● **AVAILABLE RECORDS**
⟨

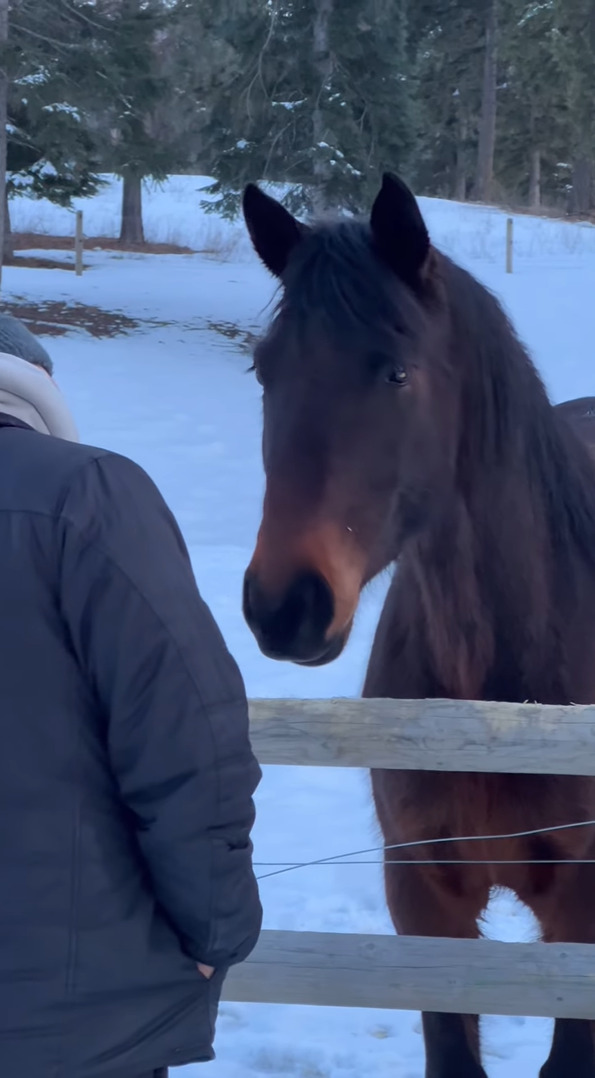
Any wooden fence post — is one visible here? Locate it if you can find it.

⟩
⟨

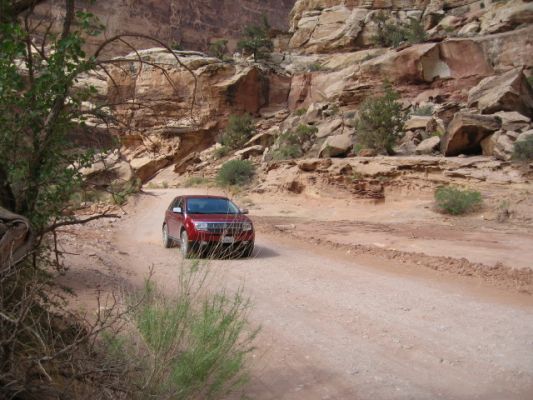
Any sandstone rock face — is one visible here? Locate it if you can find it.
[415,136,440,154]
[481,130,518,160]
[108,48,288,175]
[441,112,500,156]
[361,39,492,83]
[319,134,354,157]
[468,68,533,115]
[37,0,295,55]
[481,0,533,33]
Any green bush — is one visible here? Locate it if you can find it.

⟩
⟨

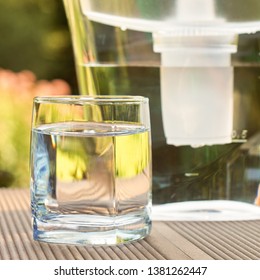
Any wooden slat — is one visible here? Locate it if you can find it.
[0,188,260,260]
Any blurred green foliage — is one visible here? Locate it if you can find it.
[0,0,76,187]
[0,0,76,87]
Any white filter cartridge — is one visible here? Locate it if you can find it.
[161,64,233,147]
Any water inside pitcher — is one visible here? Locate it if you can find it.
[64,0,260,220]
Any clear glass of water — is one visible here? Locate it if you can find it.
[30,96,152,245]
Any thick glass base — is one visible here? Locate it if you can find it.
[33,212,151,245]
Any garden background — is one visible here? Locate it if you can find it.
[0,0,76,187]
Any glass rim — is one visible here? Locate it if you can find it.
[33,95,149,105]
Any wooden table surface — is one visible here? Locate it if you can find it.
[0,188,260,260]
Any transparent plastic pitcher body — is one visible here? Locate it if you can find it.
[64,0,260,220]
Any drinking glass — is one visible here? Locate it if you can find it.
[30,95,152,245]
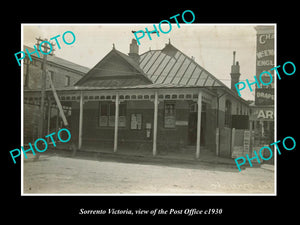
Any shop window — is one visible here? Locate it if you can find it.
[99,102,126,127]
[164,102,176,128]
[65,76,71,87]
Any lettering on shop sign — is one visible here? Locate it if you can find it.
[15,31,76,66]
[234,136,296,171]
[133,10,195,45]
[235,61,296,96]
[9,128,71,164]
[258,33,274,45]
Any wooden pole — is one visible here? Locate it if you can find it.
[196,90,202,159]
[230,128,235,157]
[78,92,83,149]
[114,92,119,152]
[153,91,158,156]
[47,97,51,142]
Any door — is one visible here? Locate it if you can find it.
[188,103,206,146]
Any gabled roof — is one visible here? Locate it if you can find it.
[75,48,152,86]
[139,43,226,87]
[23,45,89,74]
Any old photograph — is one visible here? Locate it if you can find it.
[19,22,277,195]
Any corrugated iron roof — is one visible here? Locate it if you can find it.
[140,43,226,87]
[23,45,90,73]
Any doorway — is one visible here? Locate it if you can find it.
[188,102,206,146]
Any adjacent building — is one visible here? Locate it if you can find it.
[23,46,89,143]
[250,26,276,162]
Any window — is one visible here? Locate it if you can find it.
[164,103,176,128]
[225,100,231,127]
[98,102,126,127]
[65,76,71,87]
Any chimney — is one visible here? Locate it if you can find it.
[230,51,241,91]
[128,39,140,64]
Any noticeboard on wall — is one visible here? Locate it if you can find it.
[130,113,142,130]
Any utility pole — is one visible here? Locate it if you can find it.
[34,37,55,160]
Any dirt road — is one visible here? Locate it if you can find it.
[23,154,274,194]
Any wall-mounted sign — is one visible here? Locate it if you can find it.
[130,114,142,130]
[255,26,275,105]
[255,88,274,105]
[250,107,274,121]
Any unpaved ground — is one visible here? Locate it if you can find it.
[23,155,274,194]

⟩

● **WRITTEN PROBLEM**
Gather every line in the data above that contains the word "window" and list each one in full.

● **FULL RESPONSE**
Any shop window — is one visible here? Locate it if you can find it.
Any window — is one visible here? Locate it if you can find it.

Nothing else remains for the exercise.